-------- Selected passage --------

About 800 notices have been mailed to Clallam County properties in the agricultural taxing program and the Agricultural Retention Zoning District.
The notices provide information on the proposed updates and details of the upcoming workshops where the Clallam County Department of Community Development and the Clallam Conservation District will present information.
A public hearing before the Clallam County Planning Commission on the proposed update to the county’s critical areas code is scheduled for 6:30 p.m. Wednesday, June 15, at the Clallam County Courthouse, 223 E. Fourth St., Port Angeles.
Proposed updates
The proposed updates apply to existing and ongoing agriculture that is located within wetlands, near streams or associated buffers and which meet the following criteria:
■ Has been in agriculture since June 16, 1992.
■ Enrolled in the farm and agriculture land open space taxation program.
■ Located within the Agriculture Retention Zoning District.
■ Has not ceased the agricultural activity for more than five years.
The updated exemption and associated best management practices likely apply to dairy farms like Maple View Farm in Sequim with Bell Creek running through it, but “larger, commercial farms are typically already doing these things and working through other agencies for that,” Gray said.
Thus, the update and newly outlined best management practices will tend to target smaller farms.
“The meat of the changes is to expand upon what are the best management practices that we’re looking for and encourage existing and ongoing farmers to continue to use those practices so they continue to farm in these critical area buffers like they have been,” he said.
Peninsula’s future
Protect the Peninsula’s Future — a nonprofit dedicated to environmental protection to enhance the quality of life for present and future citizens of the North Olympic Peninsula — petitioned the Growth Management Hearing Board shortly after Clallam County adopted its interim Critical Areas Ordinance.
“It’s been since 1995 that this issue has been up,” said Eloise Kailin, Protect the Peninsula’s Future corresponding secretary.
“It’s been decades, but at last” efforts to address the county’s critical area exemption for existing and ongoing agriculture is going in the “right direction,” Kailin said.
Following years of litigations and judicial decisions between the county, nonprofit and state, the Growth Management Hearing Board found the county’s critical areas exemption for existing and ongoing agriculture noncompliant with the state Growth Management Act.

--------

→ **What the task asks**:
Continue the article on Clallam County's critical areas update for existing farms, starting after its final sentence.

-------- Data extract --------

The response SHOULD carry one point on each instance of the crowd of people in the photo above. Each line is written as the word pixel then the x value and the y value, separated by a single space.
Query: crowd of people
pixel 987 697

--------

→ **Result for this exercise**:
The board issued a compliance schedule last July allowing the county six months to resolve the issue.
The board has issued the county two 90-day extensions and a third one will be sought, according to county officials.
A third extension sets a July 4 deadline for updating the critical areas code to address the critical areas exemption for existing and ongoing agriculture.
“We have a dual goal here to protect,” Kailin said.
“We have to protect agriculture, but there are places where that rubs up against the need to protect streams for anadromous fish.”
To achieve both aspects of the goal there needs to be a Critical Areas Ordinance that’s “fair to fish and fair to farmers,” she said.
Attempting to protect farming rights and the health of the environment, the county’s proposed updates encompass a new definition for existing and on-going agriculture, edits to the definition of agriculture and a new section with required Best Management Practices for existing and on-going agriculture.
“We’re looking forward to working with them [county officials] on the plan and its language,” Kailin said.
“We would like to see it written in a flexible manner so that we’re matching ongoing realities.”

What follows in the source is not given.